-- BEGIN INPUT RECORDS --

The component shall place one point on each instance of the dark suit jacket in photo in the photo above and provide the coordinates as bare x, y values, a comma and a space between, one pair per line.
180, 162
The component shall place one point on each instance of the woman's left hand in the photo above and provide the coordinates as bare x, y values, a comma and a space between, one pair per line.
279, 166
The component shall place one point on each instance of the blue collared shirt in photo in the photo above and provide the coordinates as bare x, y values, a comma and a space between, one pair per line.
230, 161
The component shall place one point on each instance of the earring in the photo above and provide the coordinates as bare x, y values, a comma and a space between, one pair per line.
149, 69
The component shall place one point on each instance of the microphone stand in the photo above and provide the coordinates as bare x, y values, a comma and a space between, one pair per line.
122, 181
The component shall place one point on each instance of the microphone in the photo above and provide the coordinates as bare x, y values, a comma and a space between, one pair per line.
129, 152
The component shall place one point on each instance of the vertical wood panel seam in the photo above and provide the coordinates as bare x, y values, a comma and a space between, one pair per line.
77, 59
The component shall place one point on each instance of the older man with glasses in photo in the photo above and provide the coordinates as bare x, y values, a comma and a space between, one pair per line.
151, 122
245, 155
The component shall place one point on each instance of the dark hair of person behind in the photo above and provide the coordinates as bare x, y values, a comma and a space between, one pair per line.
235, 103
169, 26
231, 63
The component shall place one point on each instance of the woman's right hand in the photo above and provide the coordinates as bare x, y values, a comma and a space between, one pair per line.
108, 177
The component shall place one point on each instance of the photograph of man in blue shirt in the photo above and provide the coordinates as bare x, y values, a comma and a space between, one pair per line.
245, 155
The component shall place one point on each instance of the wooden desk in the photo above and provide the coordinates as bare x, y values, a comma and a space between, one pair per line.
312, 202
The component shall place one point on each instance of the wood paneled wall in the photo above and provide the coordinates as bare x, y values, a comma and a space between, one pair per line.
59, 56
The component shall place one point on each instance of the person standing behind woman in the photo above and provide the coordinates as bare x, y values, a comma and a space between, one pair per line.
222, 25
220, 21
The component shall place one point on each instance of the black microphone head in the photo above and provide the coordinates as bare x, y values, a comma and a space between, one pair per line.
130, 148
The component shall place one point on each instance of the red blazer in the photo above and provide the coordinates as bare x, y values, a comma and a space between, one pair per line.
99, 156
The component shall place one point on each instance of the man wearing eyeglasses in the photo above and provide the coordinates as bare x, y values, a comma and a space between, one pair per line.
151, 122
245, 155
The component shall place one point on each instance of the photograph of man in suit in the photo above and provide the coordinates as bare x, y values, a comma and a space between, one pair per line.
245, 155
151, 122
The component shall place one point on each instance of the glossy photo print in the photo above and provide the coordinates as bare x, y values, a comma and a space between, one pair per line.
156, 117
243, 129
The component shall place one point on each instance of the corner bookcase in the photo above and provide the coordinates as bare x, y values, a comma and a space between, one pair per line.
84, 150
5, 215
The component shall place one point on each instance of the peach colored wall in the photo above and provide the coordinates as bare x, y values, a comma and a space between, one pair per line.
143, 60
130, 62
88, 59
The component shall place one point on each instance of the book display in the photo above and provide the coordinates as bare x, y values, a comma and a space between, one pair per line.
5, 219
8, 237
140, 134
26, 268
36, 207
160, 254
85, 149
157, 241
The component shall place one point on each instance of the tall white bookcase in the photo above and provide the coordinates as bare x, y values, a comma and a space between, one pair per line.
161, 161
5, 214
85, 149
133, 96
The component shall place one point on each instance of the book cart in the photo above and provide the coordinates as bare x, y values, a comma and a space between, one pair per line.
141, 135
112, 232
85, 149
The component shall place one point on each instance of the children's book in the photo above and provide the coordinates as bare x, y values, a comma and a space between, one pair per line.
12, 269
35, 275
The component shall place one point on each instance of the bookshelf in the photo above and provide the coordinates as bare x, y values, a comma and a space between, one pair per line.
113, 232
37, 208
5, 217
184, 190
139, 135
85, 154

-- END INPUT RECORDS --

OBJECTIVE ▸ Your task is to reproduce, exactly and exclusively, the lines from the one holding "the man wearing" through the final line of the listing.

TASK OUTPUT ▸
The component shall place one point on each instance of the man wearing eyeglasses in the photo above and provide the coordinates as bare x, y values, a comma and a space between, one pair per line.
151, 122
245, 155
The component shall place one point on each instance of the photograph of man in suit in the photo above and provide the coordinates as bare x, y values, a comma and a space between, one pair per line.
245, 155
151, 122
The component shall place one point on each instance of the glossy photo print in the photo above and provide the coordinates as bare x, y values, a comma and a space between, one pair per line.
156, 117
243, 129
The component shall place one point on each instance of the corner bookcase in the photo above and provide the coordinates as bare x, y values, a comma and a space between, one pair per line.
84, 150
5, 215
The component shall place one point on each instance of the peach colored wall in the photo above and provide the coordinates as bare x, y values, a comma and a space between, one pair per line.
143, 60
130, 62
88, 59
The component shall place one point on each instance of the book display in the photo above and provide the coordinates as bare x, y values, a comma and a space between, one pair per line.
5, 219
8, 237
140, 134
26, 268
36, 207
160, 254
85, 149
157, 241
The component shall place one point on each instance of the tall white bookcase in the photo above and provide the coordinates as bare x, y values, a comma and a space between, one pair per line.
161, 161
5, 214
85, 149
133, 96
The component shall place one point on each instance of the book cart in the photo above and provide the coordinates as bare x, y values, a comma and a space between, one pair per line.
141, 135
112, 232
85, 149
The component shall place one point on each instance of the children's book in the photo above and provide the coordinates as bare x, y values, a comma and a space between, one pair per line.
12, 269
35, 275
The component shall place one point on each instance of the bookshelf in the photo above and provide the coordinates as bare x, y values, a comma and a space between, one pair per line.
113, 232
37, 208
5, 217
184, 190
139, 135
85, 154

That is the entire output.